Task goal =>
How many lines of the rows below contain the string "mask"? Give only the number.

Stored records =>

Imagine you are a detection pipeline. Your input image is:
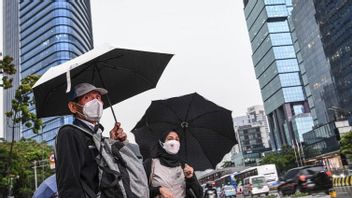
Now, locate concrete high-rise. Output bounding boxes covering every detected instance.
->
[4,0,93,143]
[243,0,310,149]
[232,105,271,166]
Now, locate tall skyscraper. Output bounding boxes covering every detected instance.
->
[4,0,93,143]
[314,0,352,117]
[243,0,309,149]
[292,0,339,159]
[292,0,352,168]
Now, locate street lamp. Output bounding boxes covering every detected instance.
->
[328,106,351,121]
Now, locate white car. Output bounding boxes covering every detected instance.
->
[243,175,270,197]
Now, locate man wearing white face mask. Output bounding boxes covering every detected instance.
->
[144,130,203,198]
[56,83,127,198]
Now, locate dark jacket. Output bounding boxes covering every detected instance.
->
[56,119,99,198]
[144,158,203,198]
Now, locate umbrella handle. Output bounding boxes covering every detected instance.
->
[106,103,117,123]
[94,64,117,123]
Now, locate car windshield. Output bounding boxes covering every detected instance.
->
[252,177,265,187]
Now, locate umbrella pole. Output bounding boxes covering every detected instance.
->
[94,63,117,122]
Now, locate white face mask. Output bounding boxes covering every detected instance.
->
[77,99,103,122]
[161,140,180,154]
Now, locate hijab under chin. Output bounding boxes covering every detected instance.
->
[157,144,181,167]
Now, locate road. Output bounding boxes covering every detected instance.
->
[237,187,352,198]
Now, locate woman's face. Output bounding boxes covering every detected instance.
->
[165,131,180,142]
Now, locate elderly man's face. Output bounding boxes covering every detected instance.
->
[78,91,103,105]
[68,91,104,118]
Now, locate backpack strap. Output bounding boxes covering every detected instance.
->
[81,180,97,198]
[149,158,155,186]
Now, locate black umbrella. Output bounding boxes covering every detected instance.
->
[132,93,237,170]
[33,47,173,120]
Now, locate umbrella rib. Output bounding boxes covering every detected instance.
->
[190,125,235,141]
[97,61,153,87]
[99,54,123,62]
[147,121,177,126]
[185,95,194,121]
[157,103,183,122]
[189,110,228,122]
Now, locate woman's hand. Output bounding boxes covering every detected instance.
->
[110,122,127,142]
[183,164,194,179]
[159,187,174,198]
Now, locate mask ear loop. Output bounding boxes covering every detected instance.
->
[159,140,164,148]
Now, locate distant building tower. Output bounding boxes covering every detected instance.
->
[4,0,93,144]
[232,105,271,166]
[243,0,309,149]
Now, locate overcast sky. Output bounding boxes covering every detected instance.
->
[91,0,262,139]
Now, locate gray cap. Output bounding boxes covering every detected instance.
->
[68,83,108,101]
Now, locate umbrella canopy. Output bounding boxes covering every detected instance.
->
[132,93,237,170]
[33,47,173,117]
[33,174,57,198]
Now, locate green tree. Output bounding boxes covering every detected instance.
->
[340,131,352,160]
[0,56,16,89]
[260,145,297,175]
[5,75,43,178]
[0,139,53,198]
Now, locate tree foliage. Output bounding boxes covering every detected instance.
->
[340,131,352,160]
[3,75,43,186]
[0,56,16,89]
[5,74,43,133]
[0,139,53,197]
[260,145,297,175]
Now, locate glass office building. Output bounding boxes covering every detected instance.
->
[243,0,309,149]
[292,0,339,158]
[314,0,352,114]
[5,0,93,144]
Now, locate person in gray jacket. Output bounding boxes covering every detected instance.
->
[144,130,203,198]
[55,83,127,198]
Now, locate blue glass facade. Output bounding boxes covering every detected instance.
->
[19,0,93,144]
[244,0,309,149]
[314,0,352,113]
[292,0,339,158]
[292,113,314,142]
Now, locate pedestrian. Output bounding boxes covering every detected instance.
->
[56,83,127,198]
[144,130,203,198]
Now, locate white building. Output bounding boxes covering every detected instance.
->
[232,105,271,166]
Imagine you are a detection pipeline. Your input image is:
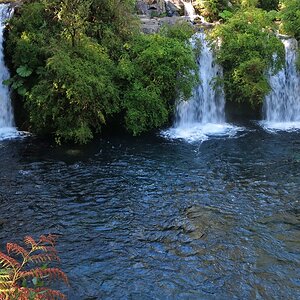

Complete output =>
3